**Problem to solve**: Copy out every line in the records below that contains the string "shorts".

**Records shown**:
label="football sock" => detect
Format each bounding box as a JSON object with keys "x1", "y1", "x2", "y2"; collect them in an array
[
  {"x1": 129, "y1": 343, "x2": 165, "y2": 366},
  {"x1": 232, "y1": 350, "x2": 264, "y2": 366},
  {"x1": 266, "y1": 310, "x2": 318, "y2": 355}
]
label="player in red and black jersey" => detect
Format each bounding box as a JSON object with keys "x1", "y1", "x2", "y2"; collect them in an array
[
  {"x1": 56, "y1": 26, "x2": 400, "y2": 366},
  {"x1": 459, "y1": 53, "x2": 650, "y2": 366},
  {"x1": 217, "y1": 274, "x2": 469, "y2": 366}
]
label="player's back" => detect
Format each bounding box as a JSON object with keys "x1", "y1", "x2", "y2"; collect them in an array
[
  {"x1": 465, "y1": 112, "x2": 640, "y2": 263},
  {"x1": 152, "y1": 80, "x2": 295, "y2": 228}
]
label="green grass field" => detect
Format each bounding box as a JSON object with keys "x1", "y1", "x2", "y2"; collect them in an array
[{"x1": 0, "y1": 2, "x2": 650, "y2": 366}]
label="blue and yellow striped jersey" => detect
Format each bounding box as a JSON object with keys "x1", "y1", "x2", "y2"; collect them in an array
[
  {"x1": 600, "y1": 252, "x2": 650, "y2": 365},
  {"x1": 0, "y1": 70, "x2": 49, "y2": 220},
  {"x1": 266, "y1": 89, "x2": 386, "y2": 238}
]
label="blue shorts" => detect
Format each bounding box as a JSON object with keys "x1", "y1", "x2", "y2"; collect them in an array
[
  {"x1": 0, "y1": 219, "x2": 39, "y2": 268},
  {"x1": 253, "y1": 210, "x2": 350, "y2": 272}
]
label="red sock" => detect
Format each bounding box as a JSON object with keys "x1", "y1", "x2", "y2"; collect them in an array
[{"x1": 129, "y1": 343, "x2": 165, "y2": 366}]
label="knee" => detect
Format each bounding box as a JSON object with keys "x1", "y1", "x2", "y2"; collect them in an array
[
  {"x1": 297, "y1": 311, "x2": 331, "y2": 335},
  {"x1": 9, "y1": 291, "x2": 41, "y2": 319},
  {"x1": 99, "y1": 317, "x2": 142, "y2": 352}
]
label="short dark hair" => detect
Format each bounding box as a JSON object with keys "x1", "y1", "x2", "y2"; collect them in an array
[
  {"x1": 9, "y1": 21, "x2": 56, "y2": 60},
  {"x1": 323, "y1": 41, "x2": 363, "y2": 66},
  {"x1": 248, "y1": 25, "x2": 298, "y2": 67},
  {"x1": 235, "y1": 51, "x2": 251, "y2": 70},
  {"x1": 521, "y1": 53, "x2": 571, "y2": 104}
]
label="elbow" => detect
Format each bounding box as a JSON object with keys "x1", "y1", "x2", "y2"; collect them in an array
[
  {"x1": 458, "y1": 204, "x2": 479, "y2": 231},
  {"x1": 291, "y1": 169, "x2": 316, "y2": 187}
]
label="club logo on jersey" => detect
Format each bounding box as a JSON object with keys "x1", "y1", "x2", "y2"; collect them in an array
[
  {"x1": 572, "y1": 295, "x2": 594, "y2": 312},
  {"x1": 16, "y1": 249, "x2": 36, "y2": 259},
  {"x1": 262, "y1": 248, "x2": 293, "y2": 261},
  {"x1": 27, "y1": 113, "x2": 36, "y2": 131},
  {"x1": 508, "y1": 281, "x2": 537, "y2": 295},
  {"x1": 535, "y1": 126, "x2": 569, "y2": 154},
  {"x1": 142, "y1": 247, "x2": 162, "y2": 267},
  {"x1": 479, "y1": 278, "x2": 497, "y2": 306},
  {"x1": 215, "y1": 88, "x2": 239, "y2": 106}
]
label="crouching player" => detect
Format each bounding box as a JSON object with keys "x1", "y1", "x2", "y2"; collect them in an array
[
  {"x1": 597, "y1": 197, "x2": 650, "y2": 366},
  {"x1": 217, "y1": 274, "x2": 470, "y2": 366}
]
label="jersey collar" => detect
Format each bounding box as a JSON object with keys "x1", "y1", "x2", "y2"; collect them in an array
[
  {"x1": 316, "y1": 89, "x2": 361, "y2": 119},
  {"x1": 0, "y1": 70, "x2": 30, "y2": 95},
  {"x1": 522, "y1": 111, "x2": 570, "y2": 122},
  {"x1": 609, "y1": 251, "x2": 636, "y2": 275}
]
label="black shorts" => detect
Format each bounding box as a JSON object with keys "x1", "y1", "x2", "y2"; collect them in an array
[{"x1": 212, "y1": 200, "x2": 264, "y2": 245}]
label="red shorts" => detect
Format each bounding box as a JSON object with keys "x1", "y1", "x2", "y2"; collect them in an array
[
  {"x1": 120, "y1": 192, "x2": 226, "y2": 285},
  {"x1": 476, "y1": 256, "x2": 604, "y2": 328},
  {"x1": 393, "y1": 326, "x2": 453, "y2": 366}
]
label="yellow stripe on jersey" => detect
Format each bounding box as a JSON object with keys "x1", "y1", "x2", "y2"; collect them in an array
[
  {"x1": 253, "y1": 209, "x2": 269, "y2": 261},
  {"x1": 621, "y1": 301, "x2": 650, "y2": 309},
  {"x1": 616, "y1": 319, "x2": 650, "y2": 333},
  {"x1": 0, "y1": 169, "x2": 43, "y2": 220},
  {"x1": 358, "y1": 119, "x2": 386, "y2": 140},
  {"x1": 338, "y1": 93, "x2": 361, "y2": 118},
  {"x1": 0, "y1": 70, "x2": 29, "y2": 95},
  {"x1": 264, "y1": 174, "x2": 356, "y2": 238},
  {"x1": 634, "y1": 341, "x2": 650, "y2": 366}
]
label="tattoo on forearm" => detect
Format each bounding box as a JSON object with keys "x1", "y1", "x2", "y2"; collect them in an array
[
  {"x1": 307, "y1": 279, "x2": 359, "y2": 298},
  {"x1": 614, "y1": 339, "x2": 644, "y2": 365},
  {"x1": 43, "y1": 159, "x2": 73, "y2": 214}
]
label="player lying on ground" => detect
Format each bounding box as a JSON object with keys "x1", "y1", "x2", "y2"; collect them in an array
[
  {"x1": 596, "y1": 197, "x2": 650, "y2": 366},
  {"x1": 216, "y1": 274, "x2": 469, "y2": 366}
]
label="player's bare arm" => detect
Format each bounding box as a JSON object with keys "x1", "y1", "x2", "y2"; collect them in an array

**Task answer**:
label="blue shorts" => detect
label="black shorts" => detect
label="red shorts" => detect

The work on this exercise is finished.